(Referring expression data)

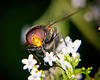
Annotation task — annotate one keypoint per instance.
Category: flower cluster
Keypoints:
(30, 64)
(66, 58)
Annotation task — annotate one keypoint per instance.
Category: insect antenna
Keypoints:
(63, 18)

- [TASK INSTRUCTIONS]: Take the entries above and set them down exactly, minus the pictures.

- [REPLY TO THE EXERCISE]:
Annotation task — annotate one keypoint per instance.
Category: flower cluster
Keypoints:
(30, 64)
(66, 58)
Annotation task — annotate one keypoint per instance.
Category: insect antenna
Keypoints:
(63, 18)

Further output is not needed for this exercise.